Pointing dataset records:
- - - - -

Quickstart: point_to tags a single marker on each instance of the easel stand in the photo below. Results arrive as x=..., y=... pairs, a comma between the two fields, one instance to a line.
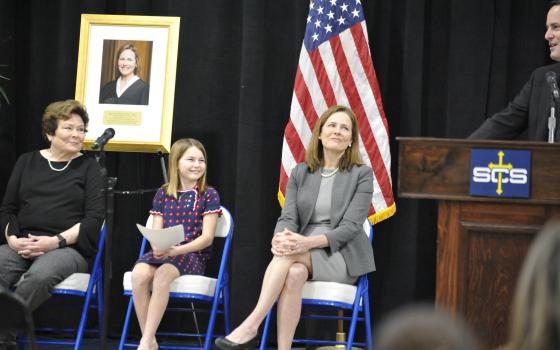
x=340, y=335
x=108, y=190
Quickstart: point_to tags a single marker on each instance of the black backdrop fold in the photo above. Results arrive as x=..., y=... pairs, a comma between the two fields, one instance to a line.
x=443, y=67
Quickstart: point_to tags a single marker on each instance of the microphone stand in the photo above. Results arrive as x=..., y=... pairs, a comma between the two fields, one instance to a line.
x=552, y=120
x=108, y=190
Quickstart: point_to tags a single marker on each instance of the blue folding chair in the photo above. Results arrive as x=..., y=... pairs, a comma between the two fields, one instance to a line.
x=193, y=288
x=82, y=285
x=339, y=296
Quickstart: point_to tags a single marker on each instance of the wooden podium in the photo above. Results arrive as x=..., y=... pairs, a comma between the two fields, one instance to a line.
x=482, y=241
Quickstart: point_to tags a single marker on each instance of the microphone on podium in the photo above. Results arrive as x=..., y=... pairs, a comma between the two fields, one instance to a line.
x=551, y=80
x=103, y=139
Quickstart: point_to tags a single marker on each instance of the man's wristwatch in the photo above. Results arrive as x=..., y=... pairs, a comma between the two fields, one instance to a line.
x=61, y=241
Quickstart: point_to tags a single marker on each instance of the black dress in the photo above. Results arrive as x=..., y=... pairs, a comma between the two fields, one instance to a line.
x=41, y=201
x=136, y=94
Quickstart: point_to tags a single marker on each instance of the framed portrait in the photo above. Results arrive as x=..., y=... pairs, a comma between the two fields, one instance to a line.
x=126, y=79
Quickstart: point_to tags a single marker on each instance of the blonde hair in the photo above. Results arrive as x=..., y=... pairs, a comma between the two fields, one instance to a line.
x=535, y=323
x=136, y=56
x=177, y=150
x=314, y=153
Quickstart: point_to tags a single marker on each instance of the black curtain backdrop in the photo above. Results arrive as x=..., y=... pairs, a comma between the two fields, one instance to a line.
x=443, y=66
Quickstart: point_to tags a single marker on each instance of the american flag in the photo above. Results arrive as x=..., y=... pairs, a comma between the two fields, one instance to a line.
x=335, y=67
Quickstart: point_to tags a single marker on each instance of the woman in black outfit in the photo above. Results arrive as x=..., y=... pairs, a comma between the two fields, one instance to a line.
x=52, y=210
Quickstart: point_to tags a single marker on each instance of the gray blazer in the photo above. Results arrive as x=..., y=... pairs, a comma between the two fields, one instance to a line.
x=351, y=198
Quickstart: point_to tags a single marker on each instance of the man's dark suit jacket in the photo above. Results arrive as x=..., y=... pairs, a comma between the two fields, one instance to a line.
x=529, y=111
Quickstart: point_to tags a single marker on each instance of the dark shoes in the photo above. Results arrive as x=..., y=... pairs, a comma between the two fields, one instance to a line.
x=7, y=340
x=224, y=344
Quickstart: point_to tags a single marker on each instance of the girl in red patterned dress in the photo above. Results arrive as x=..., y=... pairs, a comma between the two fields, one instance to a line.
x=186, y=200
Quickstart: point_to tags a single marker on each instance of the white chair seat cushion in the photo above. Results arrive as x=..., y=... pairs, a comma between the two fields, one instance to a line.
x=329, y=292
x=187, y=284
x=76, y=282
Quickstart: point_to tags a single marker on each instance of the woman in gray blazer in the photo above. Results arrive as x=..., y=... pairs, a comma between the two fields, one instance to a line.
x=319, y=235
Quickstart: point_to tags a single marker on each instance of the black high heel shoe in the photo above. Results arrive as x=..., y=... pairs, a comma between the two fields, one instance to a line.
x=225, y=344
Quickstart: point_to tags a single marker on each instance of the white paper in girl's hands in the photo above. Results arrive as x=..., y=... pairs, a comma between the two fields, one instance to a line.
x=165, y=238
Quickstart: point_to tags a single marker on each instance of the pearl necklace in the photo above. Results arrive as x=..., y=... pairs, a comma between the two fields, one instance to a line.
x=55, y=169
x=61, y=169
x=325, y=174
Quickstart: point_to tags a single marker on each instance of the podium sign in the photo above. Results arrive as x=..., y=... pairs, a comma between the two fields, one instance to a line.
x=482, y=240
x=499, y=173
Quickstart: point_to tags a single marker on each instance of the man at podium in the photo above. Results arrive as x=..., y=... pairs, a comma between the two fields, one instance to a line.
x=534, y=108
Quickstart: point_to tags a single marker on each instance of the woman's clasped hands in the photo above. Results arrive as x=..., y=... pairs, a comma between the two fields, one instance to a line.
x=286, y=243
x=167, y=253
x=32, y=246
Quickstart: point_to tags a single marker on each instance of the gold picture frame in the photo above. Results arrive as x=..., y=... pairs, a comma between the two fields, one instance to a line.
x=142, y=114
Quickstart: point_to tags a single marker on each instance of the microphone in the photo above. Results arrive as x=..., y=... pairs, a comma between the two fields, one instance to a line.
x=551, y=79
x=104, y=138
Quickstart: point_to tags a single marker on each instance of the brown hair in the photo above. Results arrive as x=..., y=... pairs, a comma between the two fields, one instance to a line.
x=177, y=150
x=62, y=110
x=535, y=323
x=314, y=153
x=121, y=49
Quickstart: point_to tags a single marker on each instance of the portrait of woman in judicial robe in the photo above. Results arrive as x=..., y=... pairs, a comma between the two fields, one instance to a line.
x=127, y=88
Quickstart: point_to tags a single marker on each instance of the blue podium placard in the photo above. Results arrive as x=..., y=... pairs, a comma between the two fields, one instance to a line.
x=500, y=173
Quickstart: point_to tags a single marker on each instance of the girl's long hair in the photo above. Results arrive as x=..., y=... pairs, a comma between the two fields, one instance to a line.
x=177, y=150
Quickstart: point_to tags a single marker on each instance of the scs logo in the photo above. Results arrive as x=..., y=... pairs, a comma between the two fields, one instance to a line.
x=513, y=175
x=499, y=177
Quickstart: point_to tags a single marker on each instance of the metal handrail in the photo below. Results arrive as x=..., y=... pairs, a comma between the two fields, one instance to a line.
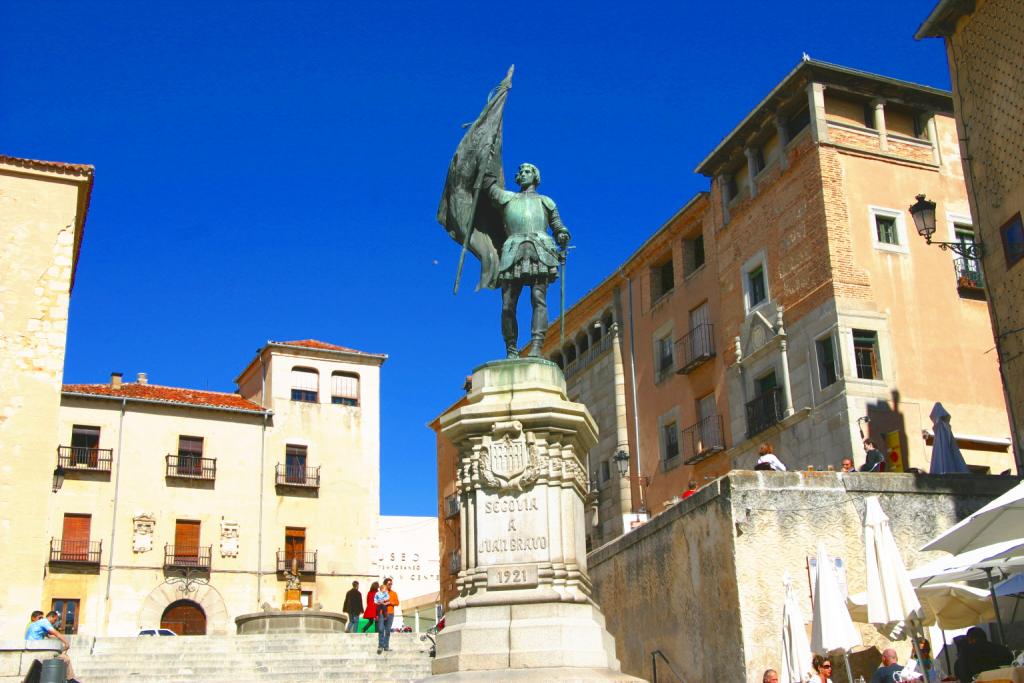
x=653, y=667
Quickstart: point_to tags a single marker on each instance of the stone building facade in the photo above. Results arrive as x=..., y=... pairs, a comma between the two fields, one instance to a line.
x=43, y=206
x=983, y=41
x=184, y=508
x=792, y=303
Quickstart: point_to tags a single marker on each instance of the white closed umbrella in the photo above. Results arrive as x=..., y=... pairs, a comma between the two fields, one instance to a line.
x=832, y=627
x=1000, y=520
x=890, y=595
x=946, y=458
x=796, y=649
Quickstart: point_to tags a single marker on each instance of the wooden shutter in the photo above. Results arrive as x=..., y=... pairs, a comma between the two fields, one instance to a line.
x=75, y=540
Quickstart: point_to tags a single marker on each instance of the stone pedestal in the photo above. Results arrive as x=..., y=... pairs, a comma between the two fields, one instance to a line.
x=293, y=600
x=523, y=607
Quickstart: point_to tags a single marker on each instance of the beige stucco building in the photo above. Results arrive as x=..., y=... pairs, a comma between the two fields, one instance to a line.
x=793, y=303
x=184, y=508
x=983, y=39
x=43, y=206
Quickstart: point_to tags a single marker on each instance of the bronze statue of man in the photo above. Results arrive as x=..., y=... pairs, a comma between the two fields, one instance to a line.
x=529, y=257
x=507, y=231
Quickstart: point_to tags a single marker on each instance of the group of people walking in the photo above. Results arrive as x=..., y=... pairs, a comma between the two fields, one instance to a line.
x=379, y=611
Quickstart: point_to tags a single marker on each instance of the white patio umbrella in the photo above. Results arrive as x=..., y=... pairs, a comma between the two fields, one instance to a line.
x=890, y=595
x=1000, y=520
x=946, y=458
x=832, y=627
x=796, y=666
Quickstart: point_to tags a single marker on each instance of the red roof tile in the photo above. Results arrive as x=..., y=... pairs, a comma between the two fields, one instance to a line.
x=159, y=393
x=59, y=167
x=313, y=343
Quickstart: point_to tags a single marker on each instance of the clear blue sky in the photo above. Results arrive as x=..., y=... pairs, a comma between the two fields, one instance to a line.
x=270, y=170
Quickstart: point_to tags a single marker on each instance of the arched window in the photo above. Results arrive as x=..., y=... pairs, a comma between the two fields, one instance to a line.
x=344, y=389
x=305, y=384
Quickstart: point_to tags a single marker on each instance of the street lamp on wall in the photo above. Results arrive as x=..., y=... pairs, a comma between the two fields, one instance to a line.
x=924, y=219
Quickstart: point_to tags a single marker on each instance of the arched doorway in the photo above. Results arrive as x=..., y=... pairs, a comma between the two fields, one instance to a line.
x=184, y=617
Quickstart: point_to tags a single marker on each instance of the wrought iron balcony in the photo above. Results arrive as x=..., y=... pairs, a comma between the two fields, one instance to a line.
x=298, y=475
x=76, y=552
x=305, y=561
x=196, y=557
x=695, y=347
x=192, y=467
x=969, y=274
x=702, y=439
x=764, y=412
x=84, y=458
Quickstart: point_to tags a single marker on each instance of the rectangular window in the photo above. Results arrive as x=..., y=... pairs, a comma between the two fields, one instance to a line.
x=75, y=538
x=670, y=441
x=295, y=464
x=693, y=255
x=344, y=389
x=865, y=354
x=84, y=445
x=186, y=535
x=757, y=291
x=190, y=456
x=827, y=374
x=1013, y=240
x=885, y=230
x=662, y=280
x=295, y=545
x=68, y=610
x=664, y=367
x=305, y=385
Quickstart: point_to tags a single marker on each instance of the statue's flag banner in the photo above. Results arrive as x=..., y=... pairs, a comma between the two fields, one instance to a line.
x=461, y=212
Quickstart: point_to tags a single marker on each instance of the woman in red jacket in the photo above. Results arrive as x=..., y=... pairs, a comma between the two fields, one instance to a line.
x=370, y=612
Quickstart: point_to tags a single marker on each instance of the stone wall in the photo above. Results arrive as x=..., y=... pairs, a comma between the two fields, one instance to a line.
x=702, y=582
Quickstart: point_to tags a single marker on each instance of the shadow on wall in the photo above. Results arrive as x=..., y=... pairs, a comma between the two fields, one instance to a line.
x=887, y=428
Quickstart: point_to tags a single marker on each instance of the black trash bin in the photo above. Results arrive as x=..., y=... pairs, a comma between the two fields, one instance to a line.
x=53, y=671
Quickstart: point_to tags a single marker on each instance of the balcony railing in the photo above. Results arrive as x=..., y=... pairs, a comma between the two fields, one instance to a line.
x=969, y=273
x=695, y=347
x=764, y=412
x=702, y=439
x=192, y=467
x=305, y=561
x=84, y=458
x=196, y=557
x=298, y=475
x=76, y=552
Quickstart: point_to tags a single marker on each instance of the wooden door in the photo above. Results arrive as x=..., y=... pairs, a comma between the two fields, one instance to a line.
x=75, y=540
x=184, y=617
x=186, y=542
x=295, y=546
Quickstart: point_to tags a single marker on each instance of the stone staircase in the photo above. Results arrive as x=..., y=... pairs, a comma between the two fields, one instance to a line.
x=278, y=658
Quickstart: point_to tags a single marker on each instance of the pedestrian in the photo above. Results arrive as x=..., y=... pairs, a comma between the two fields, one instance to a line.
x=386, y=600
x=768, y=460
x=371, y=612
x=890, y=665
x=353, y=607
x=873, y=460
x=41, y=629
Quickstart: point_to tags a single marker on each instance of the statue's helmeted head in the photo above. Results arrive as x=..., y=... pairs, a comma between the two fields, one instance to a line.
x=527, y=175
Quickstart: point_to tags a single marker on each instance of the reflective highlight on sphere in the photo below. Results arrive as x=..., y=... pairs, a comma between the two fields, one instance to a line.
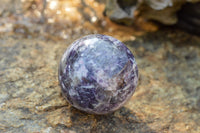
x=98, y=74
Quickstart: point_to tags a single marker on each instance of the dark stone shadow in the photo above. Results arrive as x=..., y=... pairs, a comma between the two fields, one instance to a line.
x=121, y=121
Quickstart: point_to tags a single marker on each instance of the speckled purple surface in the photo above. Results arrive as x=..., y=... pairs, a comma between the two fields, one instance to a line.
x=98, y=74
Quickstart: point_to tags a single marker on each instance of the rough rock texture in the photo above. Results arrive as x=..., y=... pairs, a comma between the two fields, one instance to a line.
x=167, y=98
x=98, y=74
x=164, y=11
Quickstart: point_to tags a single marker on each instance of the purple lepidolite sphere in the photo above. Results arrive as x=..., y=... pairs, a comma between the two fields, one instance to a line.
x=98, y=74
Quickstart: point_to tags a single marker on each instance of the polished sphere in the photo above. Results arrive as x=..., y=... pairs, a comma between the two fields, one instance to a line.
x=98, y=74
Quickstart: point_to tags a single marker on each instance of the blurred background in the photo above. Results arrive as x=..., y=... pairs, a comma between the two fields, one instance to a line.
x=163, y=35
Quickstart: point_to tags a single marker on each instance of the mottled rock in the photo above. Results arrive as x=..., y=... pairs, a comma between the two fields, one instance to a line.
x=98, y=74
x=166, y=99
x=164, y=11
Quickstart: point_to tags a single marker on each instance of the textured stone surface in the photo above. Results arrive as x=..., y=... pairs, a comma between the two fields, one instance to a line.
x=98, y=74
x=164, y=11
x=166, y=99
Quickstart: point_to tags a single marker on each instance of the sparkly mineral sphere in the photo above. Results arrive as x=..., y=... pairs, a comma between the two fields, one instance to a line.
x=98, y=74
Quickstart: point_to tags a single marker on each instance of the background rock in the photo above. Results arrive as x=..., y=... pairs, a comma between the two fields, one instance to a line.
x=163, y=11
x=166, y=99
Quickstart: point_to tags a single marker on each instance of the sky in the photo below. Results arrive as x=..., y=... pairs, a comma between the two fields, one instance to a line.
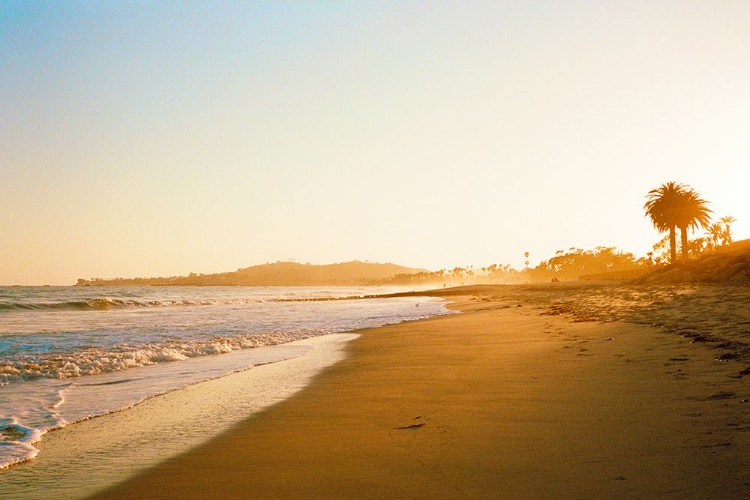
x=162, y=138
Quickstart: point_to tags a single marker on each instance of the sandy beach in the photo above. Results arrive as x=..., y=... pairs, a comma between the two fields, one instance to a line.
x=500, y=401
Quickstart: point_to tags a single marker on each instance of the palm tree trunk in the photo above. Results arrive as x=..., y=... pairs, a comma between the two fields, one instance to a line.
x=683, y=234
x=672, y=245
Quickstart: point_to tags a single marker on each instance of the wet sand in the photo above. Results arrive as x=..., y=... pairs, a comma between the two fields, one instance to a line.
x=498, y=402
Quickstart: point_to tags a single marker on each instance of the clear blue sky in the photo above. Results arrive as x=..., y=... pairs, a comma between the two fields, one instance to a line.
x=159, y=138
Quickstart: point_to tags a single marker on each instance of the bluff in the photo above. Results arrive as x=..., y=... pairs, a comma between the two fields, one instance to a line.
x=353, y=273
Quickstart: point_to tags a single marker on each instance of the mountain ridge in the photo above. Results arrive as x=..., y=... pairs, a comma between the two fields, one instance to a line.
x=281, y=273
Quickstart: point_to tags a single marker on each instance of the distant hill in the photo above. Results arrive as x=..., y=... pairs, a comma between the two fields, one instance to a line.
x=278, y=274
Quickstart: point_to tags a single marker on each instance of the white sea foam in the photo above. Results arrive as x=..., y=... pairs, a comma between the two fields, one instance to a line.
x=66, y=365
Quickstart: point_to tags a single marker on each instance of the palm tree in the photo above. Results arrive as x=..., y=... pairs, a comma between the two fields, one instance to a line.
x=673, y=205
x=716, y=231
x=727, y=234
x=661, y=206
x=692, y=214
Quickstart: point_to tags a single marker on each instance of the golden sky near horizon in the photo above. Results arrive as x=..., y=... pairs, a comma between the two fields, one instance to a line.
x=173, y=137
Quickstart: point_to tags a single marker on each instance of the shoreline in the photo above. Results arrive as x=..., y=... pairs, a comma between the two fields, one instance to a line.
x=496, y=402
x=121, y=443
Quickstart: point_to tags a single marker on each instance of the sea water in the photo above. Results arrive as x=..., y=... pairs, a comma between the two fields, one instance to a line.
x=68, y=354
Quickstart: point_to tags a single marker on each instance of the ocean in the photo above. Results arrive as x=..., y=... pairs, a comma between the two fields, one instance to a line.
x=68, y=354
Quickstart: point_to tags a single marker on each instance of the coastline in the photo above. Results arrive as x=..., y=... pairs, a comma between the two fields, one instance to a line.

- - - - -

**TO DO:**
Output the lines from the line containing "of the sandy" through the line containing "x=500, y=401" as a numbered list, leaving out any blank lines.

**SOLUTION TO THE EXERCISE:**
1. Quickstart: point_to tags a single marker on each instance of the sandy beach in the photo above. Results arrive as x=..., y=... pairs, a comma between the two fields, one instance to a line.
2. x=500, y=401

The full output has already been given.